Stored data entries
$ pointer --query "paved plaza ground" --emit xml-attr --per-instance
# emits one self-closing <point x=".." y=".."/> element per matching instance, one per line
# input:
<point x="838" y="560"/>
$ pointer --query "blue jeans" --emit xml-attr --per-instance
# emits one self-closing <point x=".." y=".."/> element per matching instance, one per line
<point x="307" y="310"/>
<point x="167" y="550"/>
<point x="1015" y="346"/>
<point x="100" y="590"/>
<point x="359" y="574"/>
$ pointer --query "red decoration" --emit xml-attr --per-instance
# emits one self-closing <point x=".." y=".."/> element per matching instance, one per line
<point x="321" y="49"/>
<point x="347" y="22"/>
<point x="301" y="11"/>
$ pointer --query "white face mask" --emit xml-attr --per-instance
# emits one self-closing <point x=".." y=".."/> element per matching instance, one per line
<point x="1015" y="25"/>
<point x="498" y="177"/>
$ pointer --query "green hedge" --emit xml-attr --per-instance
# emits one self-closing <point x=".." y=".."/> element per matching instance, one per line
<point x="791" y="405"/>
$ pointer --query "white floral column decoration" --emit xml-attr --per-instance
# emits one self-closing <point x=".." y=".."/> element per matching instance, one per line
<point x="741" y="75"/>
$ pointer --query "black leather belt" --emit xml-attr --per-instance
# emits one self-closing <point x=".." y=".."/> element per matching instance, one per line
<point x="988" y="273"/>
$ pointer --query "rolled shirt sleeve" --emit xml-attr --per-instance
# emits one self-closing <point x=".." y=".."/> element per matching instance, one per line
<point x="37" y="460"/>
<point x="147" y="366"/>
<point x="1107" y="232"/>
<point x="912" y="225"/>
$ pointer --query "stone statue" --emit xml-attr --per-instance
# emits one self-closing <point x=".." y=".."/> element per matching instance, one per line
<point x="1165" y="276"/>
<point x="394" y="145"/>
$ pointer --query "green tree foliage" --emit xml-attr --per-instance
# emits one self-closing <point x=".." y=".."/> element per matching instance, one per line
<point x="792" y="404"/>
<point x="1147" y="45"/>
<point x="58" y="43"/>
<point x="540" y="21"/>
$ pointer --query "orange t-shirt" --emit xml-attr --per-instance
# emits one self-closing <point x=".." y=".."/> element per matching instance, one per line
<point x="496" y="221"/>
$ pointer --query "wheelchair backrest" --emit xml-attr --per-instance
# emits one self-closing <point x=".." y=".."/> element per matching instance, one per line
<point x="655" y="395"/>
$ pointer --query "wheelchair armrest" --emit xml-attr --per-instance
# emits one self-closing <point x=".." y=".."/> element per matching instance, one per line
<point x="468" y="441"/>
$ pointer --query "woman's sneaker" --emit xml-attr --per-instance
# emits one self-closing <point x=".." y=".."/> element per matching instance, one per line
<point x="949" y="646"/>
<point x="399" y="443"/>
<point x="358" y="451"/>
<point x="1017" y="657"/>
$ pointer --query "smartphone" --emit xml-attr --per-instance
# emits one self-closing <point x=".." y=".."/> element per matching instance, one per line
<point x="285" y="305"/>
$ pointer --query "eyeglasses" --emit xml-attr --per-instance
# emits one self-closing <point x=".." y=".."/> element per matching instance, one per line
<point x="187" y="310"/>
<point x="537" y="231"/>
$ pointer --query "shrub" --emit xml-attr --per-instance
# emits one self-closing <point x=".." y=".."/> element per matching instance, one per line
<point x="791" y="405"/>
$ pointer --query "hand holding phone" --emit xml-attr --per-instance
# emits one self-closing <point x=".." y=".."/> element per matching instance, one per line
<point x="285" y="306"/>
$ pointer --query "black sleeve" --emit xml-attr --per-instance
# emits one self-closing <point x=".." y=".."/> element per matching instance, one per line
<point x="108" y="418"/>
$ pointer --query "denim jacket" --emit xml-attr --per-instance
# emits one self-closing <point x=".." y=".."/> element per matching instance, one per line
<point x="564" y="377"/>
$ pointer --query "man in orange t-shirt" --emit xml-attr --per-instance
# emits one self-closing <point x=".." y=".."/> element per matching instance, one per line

**The task**
The expected output is every record, repeated exactly.

**Exercise answer**
$ pointer --query "paved plaza ground" --emit xml-attr --per-instance
# emits one self-closing <point x=".." y=".."/> element per matching instance, one per line
# input:
<point x="838" y="560"/>
$ pointer --query "blue jeans" --emit xml-attr --per-instance
# emits one self-closing <point x=".." y=".."/> element per matching instance, one per line
<point x="307" y="310"/>
<point x="167" y="550"/>
<point x="1015" y="346"/>
<point x="100" y="590"/>
<point x="359" y="574"/>
$ pointer --query "red decoration" --emit xml-attr --per-instance
# emits one self-closing <point x=".." y=".."/> element per matching instance, one per line
<point x="321" y="49"/>
<point x="347" y="22"/>
<point x="301" y="11"/>
$ pointer --query "white face mask" --emit xml-attr --per-instance
# emits one self-closing <point x=".." y=".."/> element per matching instance, one per line
<point x="1015" y="25"/>
<point x="498" y="177"/>
$ pointer --query "green hedge" --emit xml-attr --per-instance
# emits one self-closing <point x=".." y=".."/> element per matching instance, one per line
<point x="791" y="405"/>
$ pointer --query "white floral column decoration" --emit xml-attr --per-instance
# emits one self-closing <point x=".." y=".."/> element per matching instance, one per line
<point x="741" y="75"/>
$ pointer --query "black leather belt" --emit xml-attr --per-instance
# emits one self-closing <point x=".." y=".."/> element per matching instance, one per line
<point x="988" y="273"/>
$ pointer --query "rolled shirt sleeve" --emit xml-attr --per-instance
# emits one self-closing <point x=".." y=".."/> element per matching instance, one per line
<point x="37" y="460"/>
<point x="147" y="366"/>
<point x="1107" y="232"/>
<point x="912" y="225"/>
$ pointer --query "stone statue" --emit xml-attr --per-instance
# emits one self-closing <point x=".." y=".."/> element per matching instance, one per line
<point x="1165" y="276"/>
<point x="394" y="145"/>
$ pointer --query "green tree foliage" --emit xml-attr --per-instance
# emits one self-closing <point x=".." y=".."/> element per matching instance, one per line
<point x="792" y="404"/>
<point x="1147" y="45"/>
<point x="58" y="43"/>
<point x="540" y="21"/>
$ pointer --query "orange t-shirt" --emit xml-attr --per-instance
# emits one self-closing <point x=".." y=".."/> element per matching instance, one per line
<point x="496" y="221"/>
$ pointer --query "wheelchair backrest" --emit xml-attr --per-instance
# emits one self-closing <point x=".." y=".."/> element per matching instance, one per line
<point x="655" y="395"/>
$ pointer --query "wheelchair armrest" --emit xml-attr --per-instance
# emits one self-closing <point x=".." y=".."/> element per matching instance, one per line
<point x="468" y="441"/>
$ pointer --query "woman's sneaker" --emit xml-attr --per-instance
# emits one self-closing <point x=".." y=".."/> element per matching instance, one per line
<point x="949" y="646"/>
<point x="399" y="443"/>
<point x="358" y="451"/>
<point x="1017" y="657"/>
$ pointer --query "smartphone" --emit xml-attr --per-instance
# emits one self-closing <point x=".." y=".."/> element per matching instance, one per line
<point x="285" y="305"/>
$ pointer --query "eyeglasses" --emit xml-attr --per-instance
# emits one self-closing <point x=".." y=".."/> element per matching instance, one per line
<point x="187" y="310"/>
<point x="537" y="231"/>
$ pointer --query "shrub" --emit xml-attr --per-instance
# emits one self-closing <point x=".." y=".."/> element per matching instance, one per line
<point x="791" y="405"/>
$ pointer --query "hand holding phone" --emit xml-attr --per-instance
# emits one self-closing <point x=".." y=".."/> element per matching instance, one per line
<point x="285" y="306"/>
$ pointer --query "black sleeve" --emit xml-attr --per-instance
# emits one self-closing <point x=".." y=".."/> element per matching instance, one per line
<point x="108" y="418"/>
$ pointer --query "denim jacket" --emit xml-attr --per-instance
# emits one self-closing <point x=".." y=".."/> element per matching instance, one per line
<point x="564" y="377"/>
$ pointer --query "man in orange t-shirt" --emit xml-attr --per-instance
# emits one self-closing <point x=".." y=".."/> element per matching instance, one per line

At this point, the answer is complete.